- _EXERCISE AIM_
Answer these questions from the article about Nikki Grahame:
1. Which series of Big Brother did Nikki Grahame appear on, and in what year?
2. At what age did she start to show signs of an eating disorder?
3. What BMI range do doctors consider healthy for women?

- _TEXT FOR ANALYSIS_
_ _ _ _ _ _ _
Nikki Grahame had BMI of just 10 when she died, reveals her mother
The reality star battled an eating disorder throughout her life.
The mother of late Big Brother star Nikki Grahame has said her daughter had a BMI of 10 and was so “pitiful” she could not walk up the stairs when she died at the age of 38 while battling an eating disorder.
The TV personality appeared on the seventh series of the reality show in 2006, and despite finishing fifth became one of its most recognisable contestants.
She later spoke publicly about how she developed anorexia while still a child and struggled with the condition throughout her life, spending time in hospital on a number of occasions.
Speaking ahead of the first anniversary of her death on April 9, her mother Sue Grahame told BBC Breakfast that her daughter started to show signs of an eating disorder from the age of eight, when she refused to sit down in a restaurant on Mother’s Day.
Mrs Grahame said: “That was the start. And from there, I just noticed that she became very withdrawn and was just going into a decline.
“Little did I know it was going to be a 32-year journey.”
She said she watched her daughter unable to climb the stairs, instead resorting to her hands and knees, and recalled trying to hold her head back to put food in her mouth in a particularly challenging moment.
Mrs Grahame said the situation became more difficult when her daughter became an adult and she did not have a say in her medical care.
She said: “It was always a battle. But at least when she was a child, I had some input. As soon as she was an adult, they can’t even look at you. They don’t even make eye contact, it’s none of our business.”
Recalling the day she died, Mrs Grahame said her daughter had a BMI of just 10.
Doctors consider a healthy BMI for women to be 18.5–24.9.
She said: “She was discharged from hospital. She came down to visit me, she collapsed and she was blue lighted into the local hospital in Dorset and she was there for two weeks.
“She had a BMI of 10, she was pitiful, and I went there every day to shower her, to dress her, to sit with her while she ate, to take the load off the nurses, it wasn’t a specialised unit.
_ _ _ _ _ _ _
- _SUPPLIED ENTRIES_
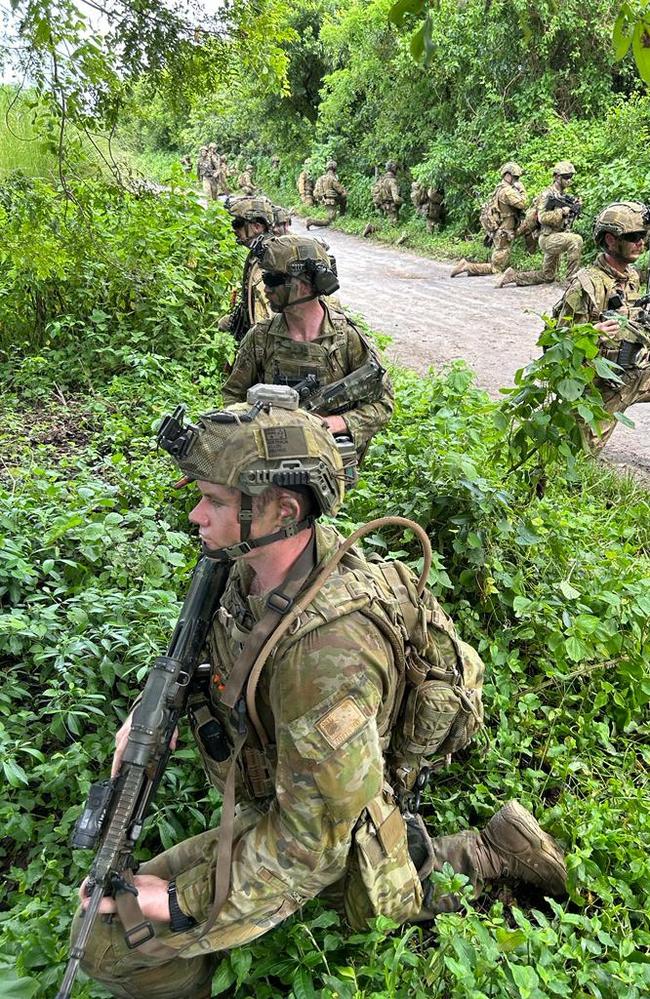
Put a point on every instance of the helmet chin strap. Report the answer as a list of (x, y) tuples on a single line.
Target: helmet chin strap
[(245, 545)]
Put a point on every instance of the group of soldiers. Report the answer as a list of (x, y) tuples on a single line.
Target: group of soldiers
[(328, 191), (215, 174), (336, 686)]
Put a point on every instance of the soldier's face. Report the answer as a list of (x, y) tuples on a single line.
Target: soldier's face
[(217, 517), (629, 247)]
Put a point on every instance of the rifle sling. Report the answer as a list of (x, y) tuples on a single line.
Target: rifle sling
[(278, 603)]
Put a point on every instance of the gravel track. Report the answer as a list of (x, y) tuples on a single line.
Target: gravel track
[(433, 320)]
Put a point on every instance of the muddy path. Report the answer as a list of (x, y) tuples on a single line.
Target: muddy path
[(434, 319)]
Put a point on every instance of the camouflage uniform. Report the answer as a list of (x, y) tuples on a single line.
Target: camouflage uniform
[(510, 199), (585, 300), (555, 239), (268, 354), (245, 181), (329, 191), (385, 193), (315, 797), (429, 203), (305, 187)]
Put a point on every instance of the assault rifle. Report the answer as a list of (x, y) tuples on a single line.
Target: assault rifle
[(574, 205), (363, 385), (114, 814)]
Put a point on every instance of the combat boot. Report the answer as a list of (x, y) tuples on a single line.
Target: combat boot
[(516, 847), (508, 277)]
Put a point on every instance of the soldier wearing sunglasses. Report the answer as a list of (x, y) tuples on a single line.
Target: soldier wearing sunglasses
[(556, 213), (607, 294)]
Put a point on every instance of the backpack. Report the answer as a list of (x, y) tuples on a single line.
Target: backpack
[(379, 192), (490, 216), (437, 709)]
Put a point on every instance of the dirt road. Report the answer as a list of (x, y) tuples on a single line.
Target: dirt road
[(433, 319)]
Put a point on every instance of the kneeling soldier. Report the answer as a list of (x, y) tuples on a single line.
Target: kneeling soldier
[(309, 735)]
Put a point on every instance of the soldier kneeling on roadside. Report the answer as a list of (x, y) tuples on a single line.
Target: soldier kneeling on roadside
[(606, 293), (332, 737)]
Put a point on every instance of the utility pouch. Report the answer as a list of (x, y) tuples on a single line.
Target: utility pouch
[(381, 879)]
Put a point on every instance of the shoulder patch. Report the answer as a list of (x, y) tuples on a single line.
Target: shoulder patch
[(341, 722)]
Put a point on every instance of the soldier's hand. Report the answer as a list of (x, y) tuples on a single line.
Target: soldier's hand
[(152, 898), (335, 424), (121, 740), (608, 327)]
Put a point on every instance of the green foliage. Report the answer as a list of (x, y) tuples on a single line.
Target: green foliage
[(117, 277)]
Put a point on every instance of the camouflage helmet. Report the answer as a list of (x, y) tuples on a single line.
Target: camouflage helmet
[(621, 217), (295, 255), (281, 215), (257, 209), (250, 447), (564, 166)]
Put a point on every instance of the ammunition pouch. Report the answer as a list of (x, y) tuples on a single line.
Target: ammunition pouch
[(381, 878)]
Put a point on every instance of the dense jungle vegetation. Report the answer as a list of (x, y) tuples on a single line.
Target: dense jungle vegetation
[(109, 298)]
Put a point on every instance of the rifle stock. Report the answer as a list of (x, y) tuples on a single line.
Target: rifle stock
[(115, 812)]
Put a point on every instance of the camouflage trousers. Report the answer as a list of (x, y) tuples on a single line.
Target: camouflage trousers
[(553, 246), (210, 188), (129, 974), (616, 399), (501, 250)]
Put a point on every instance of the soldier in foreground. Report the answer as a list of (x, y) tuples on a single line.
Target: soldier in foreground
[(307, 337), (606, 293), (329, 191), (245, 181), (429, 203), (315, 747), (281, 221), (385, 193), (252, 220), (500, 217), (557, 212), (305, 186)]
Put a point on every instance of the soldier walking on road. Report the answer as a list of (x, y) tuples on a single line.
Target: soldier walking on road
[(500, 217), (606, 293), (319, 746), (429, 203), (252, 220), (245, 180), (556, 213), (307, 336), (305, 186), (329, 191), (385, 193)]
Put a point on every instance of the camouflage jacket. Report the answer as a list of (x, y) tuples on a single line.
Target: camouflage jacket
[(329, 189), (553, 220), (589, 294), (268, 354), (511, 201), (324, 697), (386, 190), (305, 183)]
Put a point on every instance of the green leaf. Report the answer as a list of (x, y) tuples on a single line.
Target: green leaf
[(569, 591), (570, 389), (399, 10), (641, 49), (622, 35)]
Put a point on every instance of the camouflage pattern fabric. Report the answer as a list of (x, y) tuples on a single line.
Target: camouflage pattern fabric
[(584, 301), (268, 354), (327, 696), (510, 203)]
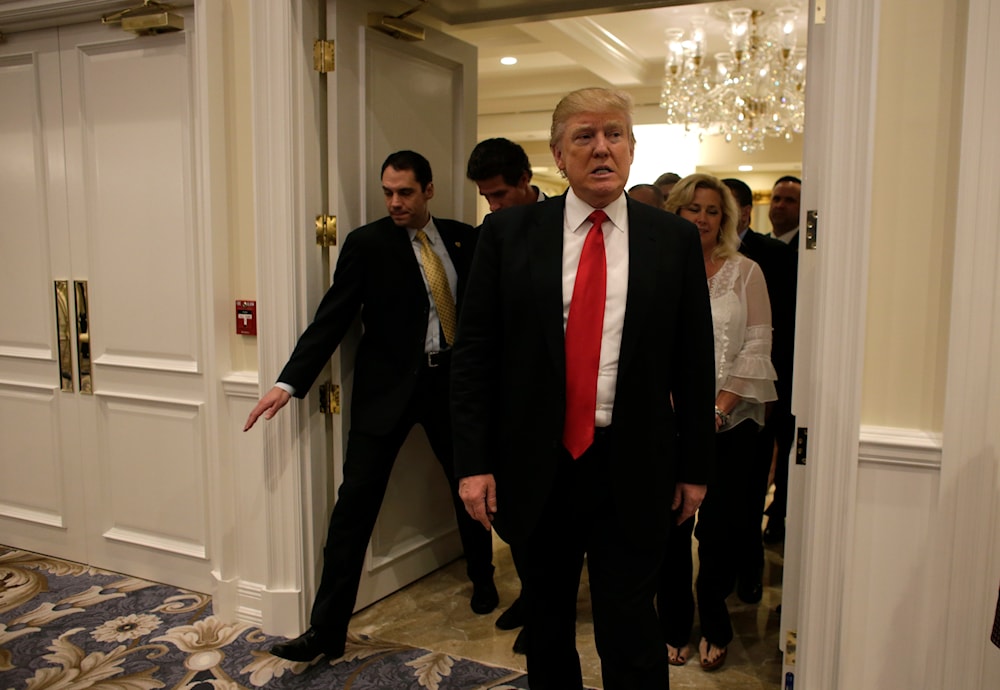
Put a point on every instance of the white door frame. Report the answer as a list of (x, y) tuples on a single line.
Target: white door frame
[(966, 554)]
_ _ _ _ _ _ _
- _ANSWER SPACE_
1. The seventh series, in 2006.
2. Eight.
3. 18.5–24.9.